*READING PASSAGE:*
On Mon, 2007-04-02 at 18:58 +0200, Johannes Berg wrote:
> On Mon, 2007-04-02 at 09:47 -0400, Dan Williams wrote:
> > Should setting a BSSID trigger a disconnection event from the driver?
> > Obviously a disconnect event shouldn't be triggered if the BSSID being
> > set is the same BSSID the card is already associated with. Or does that
> > mean "reassociate unconditionally" ?
>
> IMHO (answering your rephrased question with "always") it should unless
> the BSSIDs are really identical. After all, one disassociates from one
> BSS before associating to the other.

So it appears that you and Jouni have opposite views here? I think a
pure & consistent approach would issue disconnect every time the driver
disassociated. But I'm not sure that would actually work in practice
for all cases. But I don't have a good idea of all the specifics or
implications.

*YOUR TASKS:*
a) In the BSSID email, repeat the passage from "On Mon, 2007-04-02 at 18:58" up to and including "to the other.", switching "disconnection" to "disassociation".
b) Please resume the BSSID email from where it stops.
The data is not needed.

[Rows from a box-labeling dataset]
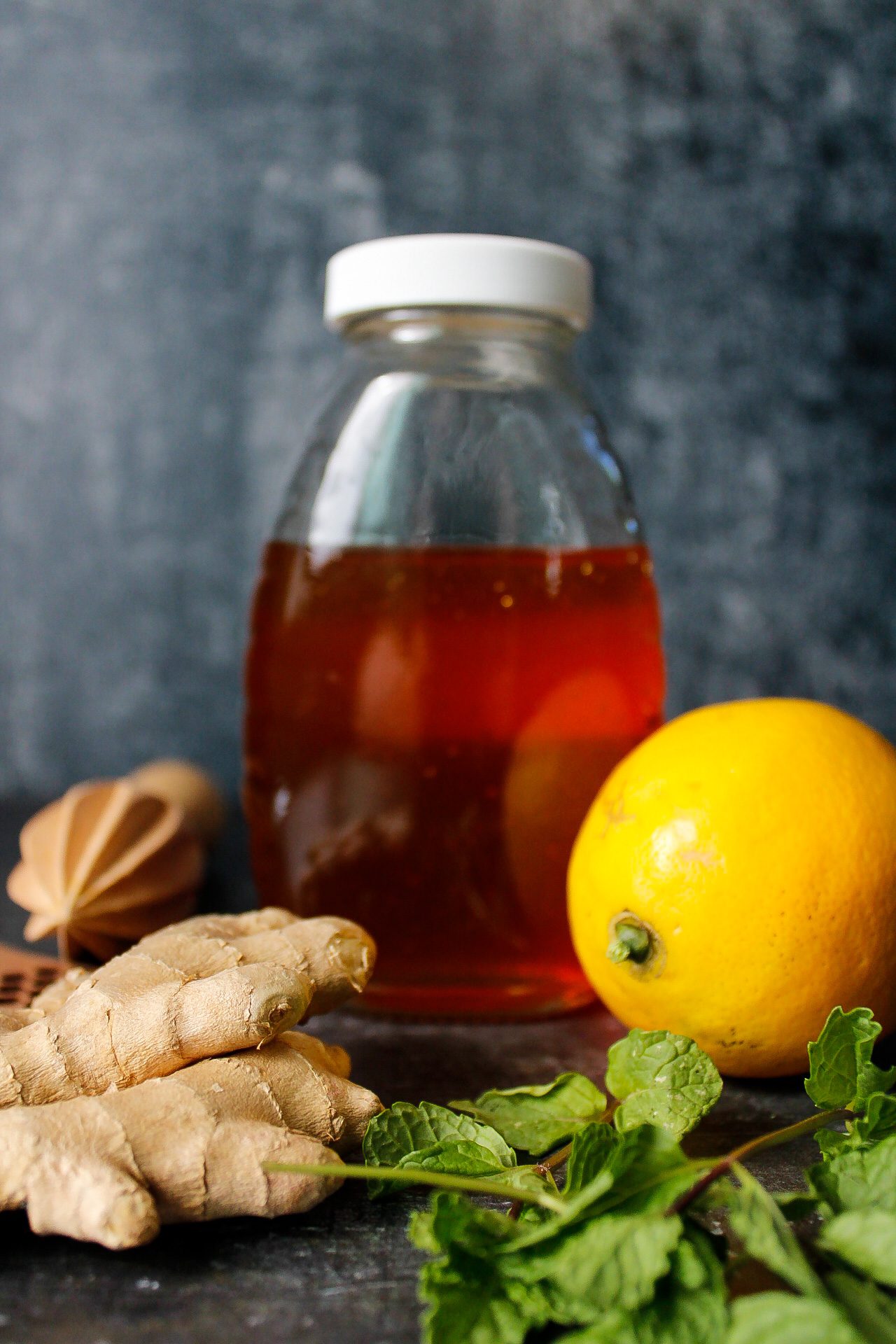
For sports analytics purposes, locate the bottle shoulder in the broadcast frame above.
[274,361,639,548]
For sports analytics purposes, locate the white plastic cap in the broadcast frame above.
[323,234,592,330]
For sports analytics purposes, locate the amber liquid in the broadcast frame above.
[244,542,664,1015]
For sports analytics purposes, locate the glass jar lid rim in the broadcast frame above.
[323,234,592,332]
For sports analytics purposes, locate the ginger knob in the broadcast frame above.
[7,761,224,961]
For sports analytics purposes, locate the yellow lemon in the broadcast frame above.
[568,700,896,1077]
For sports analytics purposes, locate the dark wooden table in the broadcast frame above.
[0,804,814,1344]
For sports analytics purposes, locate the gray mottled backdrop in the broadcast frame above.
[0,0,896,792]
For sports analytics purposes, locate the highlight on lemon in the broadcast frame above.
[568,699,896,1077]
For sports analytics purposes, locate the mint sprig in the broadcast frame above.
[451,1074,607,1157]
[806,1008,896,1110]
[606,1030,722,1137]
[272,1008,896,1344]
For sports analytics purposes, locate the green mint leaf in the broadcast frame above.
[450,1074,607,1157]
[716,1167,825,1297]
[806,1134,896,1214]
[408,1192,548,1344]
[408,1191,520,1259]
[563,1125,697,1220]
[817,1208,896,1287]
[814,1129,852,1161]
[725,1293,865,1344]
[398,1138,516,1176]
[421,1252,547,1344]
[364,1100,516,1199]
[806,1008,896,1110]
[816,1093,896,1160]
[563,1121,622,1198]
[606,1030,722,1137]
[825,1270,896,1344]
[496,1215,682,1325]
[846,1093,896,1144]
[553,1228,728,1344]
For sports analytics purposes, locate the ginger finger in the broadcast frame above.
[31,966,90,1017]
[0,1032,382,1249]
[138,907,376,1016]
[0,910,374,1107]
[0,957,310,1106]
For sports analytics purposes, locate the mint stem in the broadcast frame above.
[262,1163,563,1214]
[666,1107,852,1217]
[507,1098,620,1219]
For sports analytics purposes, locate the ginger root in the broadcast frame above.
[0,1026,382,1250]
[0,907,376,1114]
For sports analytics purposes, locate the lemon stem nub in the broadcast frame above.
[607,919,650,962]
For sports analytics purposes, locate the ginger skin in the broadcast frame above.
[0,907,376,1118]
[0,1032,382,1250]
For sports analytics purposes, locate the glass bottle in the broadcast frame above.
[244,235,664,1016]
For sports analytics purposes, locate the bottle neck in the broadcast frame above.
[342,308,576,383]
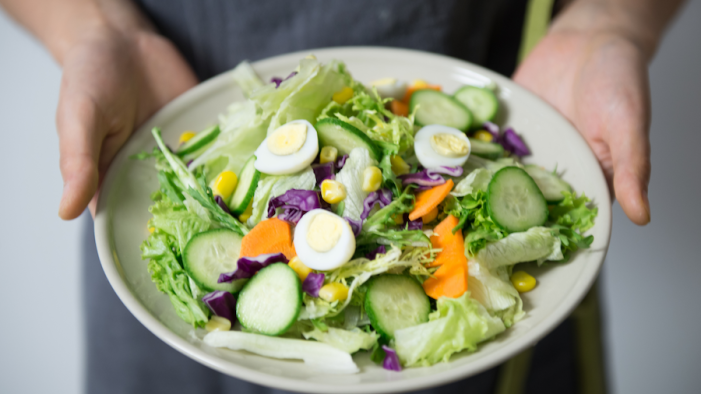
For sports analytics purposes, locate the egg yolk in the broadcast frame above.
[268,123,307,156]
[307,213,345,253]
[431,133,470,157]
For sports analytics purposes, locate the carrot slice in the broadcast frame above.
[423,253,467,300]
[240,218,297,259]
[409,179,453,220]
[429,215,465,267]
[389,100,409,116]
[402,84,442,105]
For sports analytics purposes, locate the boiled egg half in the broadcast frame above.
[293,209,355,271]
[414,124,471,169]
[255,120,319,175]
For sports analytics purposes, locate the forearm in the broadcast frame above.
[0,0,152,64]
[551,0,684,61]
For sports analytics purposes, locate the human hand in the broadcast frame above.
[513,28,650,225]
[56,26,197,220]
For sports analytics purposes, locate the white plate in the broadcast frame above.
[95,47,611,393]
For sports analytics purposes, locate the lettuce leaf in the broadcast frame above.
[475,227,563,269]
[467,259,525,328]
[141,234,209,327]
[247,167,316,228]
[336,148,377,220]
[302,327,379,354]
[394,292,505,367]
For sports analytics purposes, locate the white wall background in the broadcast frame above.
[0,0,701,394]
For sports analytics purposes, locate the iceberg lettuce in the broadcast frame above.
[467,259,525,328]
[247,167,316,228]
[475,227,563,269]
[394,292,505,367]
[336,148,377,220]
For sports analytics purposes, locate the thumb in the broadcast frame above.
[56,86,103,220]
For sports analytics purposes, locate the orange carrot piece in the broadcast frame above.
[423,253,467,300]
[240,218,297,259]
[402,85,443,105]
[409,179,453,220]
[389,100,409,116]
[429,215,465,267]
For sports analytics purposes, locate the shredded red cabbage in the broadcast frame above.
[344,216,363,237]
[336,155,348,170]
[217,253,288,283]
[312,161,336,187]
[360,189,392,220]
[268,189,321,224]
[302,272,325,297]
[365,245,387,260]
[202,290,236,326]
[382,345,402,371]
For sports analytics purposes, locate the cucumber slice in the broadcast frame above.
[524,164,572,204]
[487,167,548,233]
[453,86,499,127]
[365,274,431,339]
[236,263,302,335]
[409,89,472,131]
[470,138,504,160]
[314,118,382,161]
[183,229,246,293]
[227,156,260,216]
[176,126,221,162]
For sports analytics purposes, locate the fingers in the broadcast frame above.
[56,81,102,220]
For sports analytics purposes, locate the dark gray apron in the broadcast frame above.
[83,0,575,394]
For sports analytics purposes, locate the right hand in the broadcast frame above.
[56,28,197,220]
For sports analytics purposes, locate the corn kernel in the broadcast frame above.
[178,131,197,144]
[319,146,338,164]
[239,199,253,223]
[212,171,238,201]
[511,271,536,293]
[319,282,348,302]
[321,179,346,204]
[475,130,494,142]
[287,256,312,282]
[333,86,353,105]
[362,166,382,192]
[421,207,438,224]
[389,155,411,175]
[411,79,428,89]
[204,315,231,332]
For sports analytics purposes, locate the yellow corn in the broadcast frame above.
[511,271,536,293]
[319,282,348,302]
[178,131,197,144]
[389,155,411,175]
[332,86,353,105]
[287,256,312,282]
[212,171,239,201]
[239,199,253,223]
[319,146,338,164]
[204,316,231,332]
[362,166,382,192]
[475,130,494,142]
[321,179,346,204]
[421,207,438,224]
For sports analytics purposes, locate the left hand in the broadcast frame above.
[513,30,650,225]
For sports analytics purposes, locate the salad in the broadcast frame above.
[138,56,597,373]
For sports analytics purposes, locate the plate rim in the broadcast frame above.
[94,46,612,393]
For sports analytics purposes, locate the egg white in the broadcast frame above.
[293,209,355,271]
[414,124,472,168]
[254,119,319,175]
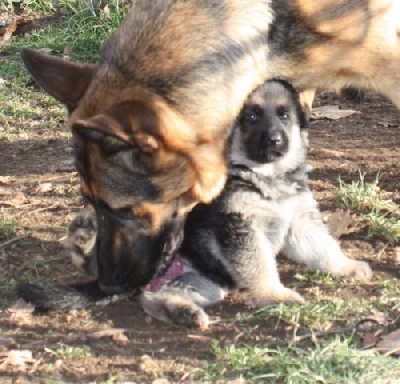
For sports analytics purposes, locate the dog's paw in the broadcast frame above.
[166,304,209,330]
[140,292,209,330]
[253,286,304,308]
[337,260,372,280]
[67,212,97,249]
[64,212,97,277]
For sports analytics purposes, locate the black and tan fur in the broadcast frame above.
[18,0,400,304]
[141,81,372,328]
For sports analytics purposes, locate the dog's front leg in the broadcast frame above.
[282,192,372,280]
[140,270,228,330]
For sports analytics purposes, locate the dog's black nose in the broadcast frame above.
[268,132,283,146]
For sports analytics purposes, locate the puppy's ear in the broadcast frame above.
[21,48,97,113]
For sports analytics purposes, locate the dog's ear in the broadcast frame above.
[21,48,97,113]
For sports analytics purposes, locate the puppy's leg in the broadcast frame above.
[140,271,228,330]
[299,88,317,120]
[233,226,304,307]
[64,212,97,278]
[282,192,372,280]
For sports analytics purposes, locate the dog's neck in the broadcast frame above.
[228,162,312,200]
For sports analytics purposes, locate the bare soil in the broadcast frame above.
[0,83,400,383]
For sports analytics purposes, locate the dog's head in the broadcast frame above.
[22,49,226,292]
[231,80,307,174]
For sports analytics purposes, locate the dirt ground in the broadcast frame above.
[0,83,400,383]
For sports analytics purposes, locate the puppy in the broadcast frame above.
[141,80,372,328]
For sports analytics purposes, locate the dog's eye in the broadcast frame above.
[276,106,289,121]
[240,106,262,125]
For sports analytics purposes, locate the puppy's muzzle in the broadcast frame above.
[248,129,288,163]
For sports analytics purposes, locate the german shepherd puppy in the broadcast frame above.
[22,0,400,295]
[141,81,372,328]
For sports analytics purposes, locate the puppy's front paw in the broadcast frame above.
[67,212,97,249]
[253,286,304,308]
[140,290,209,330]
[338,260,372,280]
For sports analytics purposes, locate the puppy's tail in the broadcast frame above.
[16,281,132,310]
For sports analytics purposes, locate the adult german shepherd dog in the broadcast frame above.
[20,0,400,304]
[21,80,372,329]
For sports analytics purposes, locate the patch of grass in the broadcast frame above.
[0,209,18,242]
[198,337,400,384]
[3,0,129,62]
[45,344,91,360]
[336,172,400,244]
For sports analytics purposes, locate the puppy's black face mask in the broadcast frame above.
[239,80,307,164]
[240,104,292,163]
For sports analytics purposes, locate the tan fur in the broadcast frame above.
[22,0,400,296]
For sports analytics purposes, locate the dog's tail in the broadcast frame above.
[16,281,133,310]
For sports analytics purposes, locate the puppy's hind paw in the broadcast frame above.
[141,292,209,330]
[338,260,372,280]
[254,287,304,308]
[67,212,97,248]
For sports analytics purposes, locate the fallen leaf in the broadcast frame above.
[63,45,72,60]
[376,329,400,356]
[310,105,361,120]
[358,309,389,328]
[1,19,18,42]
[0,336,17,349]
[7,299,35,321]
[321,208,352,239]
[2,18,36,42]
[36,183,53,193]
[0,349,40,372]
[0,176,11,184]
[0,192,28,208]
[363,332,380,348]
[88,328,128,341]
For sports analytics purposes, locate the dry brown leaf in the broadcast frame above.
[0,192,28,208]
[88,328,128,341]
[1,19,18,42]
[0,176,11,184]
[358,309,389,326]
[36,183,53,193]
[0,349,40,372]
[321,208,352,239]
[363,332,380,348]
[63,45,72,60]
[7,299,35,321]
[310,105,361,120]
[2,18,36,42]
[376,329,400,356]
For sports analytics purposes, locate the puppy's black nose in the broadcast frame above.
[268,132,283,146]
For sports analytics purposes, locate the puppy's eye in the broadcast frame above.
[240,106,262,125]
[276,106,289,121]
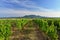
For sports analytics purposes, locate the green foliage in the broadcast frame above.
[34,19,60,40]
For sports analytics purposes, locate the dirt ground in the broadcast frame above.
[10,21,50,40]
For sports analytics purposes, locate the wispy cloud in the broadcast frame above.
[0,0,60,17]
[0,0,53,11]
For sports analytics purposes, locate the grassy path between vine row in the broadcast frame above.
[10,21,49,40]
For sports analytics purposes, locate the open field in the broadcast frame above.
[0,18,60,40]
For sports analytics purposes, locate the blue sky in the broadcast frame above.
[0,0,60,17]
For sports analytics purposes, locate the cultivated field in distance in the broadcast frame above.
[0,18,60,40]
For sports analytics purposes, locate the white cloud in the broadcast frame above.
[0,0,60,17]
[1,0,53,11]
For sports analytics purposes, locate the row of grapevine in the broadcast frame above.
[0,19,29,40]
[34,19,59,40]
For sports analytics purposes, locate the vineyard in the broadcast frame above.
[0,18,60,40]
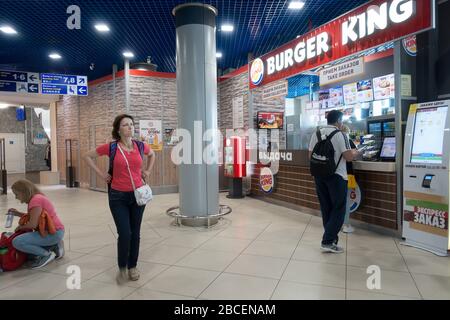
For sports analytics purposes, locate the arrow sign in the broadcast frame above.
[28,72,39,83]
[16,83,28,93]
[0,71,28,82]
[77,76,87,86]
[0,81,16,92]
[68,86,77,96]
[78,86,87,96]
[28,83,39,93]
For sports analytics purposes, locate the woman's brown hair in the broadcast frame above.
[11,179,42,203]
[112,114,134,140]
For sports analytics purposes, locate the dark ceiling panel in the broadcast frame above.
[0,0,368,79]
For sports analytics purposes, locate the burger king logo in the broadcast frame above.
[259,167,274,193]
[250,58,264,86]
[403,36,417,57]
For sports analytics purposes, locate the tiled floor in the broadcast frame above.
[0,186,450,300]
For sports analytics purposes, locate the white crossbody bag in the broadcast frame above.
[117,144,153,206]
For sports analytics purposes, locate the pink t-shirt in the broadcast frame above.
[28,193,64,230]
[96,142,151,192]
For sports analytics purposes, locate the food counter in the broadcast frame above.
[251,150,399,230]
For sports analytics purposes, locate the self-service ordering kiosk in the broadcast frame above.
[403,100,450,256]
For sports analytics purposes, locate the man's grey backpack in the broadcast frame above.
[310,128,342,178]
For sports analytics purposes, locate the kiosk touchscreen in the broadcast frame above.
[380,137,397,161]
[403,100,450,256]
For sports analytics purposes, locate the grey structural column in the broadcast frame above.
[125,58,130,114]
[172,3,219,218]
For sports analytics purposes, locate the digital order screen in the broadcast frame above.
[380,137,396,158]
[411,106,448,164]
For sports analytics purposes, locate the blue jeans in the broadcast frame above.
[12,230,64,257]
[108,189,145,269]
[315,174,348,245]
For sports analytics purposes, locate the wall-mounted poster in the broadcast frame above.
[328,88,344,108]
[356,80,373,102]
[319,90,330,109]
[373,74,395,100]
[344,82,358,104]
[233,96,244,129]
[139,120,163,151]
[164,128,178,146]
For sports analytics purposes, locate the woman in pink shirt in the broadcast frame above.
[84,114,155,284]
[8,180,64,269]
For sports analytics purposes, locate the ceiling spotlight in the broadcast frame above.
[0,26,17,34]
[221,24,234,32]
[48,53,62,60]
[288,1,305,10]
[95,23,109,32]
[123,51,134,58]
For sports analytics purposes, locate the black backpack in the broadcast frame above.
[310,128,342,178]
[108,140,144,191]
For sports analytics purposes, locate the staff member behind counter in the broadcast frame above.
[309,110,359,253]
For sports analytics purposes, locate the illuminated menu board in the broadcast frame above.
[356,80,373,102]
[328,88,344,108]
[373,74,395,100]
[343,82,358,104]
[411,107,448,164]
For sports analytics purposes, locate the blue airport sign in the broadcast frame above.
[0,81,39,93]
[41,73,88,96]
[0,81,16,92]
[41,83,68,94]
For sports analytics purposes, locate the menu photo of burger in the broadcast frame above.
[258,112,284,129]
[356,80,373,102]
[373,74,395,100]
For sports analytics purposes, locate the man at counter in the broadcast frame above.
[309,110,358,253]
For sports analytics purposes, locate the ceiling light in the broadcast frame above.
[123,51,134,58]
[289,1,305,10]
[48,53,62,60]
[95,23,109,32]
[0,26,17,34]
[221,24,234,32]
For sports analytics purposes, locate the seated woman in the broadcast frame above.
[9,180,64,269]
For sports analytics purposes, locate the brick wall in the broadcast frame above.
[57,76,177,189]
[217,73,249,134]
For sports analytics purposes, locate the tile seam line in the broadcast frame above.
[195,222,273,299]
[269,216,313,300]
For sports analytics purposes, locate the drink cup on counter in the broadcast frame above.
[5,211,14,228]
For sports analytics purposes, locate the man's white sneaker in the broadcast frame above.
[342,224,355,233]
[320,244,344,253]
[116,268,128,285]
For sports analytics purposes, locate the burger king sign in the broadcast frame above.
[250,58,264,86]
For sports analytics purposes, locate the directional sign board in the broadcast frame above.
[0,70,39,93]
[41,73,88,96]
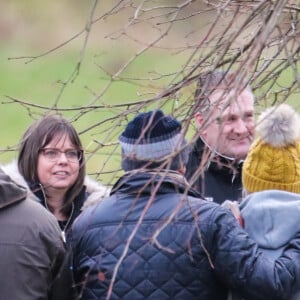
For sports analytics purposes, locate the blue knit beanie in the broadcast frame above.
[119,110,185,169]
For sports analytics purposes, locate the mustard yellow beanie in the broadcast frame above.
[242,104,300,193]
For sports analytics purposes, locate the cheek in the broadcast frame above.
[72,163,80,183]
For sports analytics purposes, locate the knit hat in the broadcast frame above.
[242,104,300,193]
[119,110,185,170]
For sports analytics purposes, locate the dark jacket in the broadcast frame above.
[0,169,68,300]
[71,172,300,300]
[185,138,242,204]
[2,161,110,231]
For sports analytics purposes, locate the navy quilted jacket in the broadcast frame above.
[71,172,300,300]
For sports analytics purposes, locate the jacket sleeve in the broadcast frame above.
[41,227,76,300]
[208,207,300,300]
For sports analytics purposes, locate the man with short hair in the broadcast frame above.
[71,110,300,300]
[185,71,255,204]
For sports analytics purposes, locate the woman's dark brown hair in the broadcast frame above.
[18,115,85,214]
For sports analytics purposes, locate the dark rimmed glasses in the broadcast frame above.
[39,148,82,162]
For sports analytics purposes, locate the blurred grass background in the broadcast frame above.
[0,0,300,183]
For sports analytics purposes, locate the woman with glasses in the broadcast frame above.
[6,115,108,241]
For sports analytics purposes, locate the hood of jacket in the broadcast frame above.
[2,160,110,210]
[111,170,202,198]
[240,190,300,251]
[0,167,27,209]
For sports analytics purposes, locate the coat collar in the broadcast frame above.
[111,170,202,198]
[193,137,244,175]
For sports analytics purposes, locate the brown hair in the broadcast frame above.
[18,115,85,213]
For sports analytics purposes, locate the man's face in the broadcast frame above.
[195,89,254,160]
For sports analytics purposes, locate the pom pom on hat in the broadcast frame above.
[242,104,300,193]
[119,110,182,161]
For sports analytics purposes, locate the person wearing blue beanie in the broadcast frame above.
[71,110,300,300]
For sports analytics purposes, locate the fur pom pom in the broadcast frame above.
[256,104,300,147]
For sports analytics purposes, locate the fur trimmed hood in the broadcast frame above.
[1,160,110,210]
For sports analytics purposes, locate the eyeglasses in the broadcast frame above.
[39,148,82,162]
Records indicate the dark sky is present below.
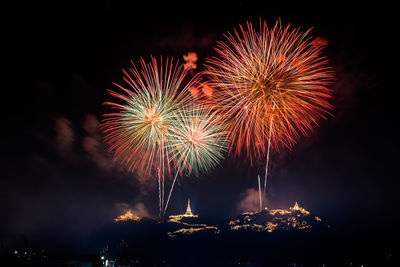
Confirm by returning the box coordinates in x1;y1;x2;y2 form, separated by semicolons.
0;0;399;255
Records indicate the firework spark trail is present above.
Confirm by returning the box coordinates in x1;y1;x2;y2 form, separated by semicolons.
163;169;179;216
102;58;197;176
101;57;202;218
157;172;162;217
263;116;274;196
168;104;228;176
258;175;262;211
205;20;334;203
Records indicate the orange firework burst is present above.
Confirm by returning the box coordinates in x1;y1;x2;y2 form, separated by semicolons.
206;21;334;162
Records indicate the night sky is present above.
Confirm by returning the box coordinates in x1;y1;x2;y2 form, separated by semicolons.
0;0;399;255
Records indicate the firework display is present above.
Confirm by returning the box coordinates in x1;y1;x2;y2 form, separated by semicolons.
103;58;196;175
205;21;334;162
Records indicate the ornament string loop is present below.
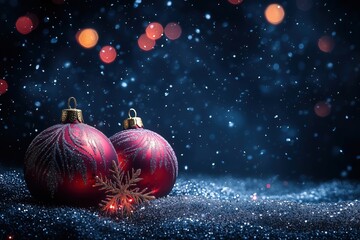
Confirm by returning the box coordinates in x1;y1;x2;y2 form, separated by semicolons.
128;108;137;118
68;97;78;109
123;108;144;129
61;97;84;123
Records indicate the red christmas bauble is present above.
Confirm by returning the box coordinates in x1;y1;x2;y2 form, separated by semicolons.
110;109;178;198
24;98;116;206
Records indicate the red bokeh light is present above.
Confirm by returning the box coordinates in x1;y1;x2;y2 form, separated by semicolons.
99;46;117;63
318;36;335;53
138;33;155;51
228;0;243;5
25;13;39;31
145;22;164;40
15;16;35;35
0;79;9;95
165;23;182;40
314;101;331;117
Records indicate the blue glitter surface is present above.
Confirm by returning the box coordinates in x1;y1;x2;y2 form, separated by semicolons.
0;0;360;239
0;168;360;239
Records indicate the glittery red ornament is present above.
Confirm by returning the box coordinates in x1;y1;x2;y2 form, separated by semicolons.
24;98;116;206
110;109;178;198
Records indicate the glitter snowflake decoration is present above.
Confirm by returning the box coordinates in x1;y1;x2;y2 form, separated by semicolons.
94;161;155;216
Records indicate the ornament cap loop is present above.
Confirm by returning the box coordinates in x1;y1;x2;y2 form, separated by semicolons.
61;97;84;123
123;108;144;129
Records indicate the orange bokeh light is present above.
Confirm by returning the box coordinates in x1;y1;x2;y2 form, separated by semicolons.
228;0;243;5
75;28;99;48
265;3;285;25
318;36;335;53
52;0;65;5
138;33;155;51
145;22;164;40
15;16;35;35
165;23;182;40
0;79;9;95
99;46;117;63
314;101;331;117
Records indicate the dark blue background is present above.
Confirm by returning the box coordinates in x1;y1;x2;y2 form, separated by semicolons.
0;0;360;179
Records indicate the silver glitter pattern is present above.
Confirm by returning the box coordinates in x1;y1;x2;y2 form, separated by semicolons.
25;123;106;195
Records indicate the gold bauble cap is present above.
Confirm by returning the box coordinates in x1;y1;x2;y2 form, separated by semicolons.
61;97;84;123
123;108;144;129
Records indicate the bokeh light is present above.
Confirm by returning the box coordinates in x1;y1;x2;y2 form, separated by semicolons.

*TASK-BY-TASK ANSWERS:*
a)
On Mon, 2007-04-02 at 18:58 +0200, Johannes Berg wrote:
> On Mon, 2007-04-02 at 09:47 -0400, Dan Williams wrote:
> > Should setting a BSSID trigger a disassociation event from the driver?
> > Obviously a disconnect event shouldn't be triggered if the BSSID being
> > set is the same BSSID the card is already associated with. Or does that
> > mean "reassociate unconditionally" ?
>
> IMHO (answering your rephrased question with "always") it should unless
> the BSSIDs are really identical. After all, one disassociates from one
> BSS before associating to the other.

b)
I tend to think thought that Jouni's right and that within the same ESS
we shouldn't send disconnect events if you're just changing BSSID.

Dan

> > The libertas driver currently does this; it sometimes confuses
> > wpa_supplicant and is arguably wrong behavior because drivers don't
> > issue disconnection events when auto-roaming from BSSID to BSSID in the
> > same ESS.
>
> Is there a way to trigger such events when auto-roaming? :)
>
> > Thoughts? I guess I vote for not sending disconnect events if that
> > BSSID has the same capabilities and the same SSID as the current
> > association BSS.
>
> I think that just makes things unnecessarily complex -- we'd have to try
> to see if two things are really the same ESS in the driver/stack/...
>
> johannes


2007-04-03 11:48:24

by Johannes Berg

[permalink] [raw]
Subject: Re: SIOCSIWAP behavior question

On Mon, 2007-04-02 at 15:19 -0400, Dan Williams wrote:

> So it appears that you and Jouni have opposite views here?

Looks like :)

> I think a
> pure & consistent approach would issue disconnect every time the driver
> disassociated. But I'm not sure that would actually work in practice
> for all cases. But I don't have a good idea of all the specifics or
> implications.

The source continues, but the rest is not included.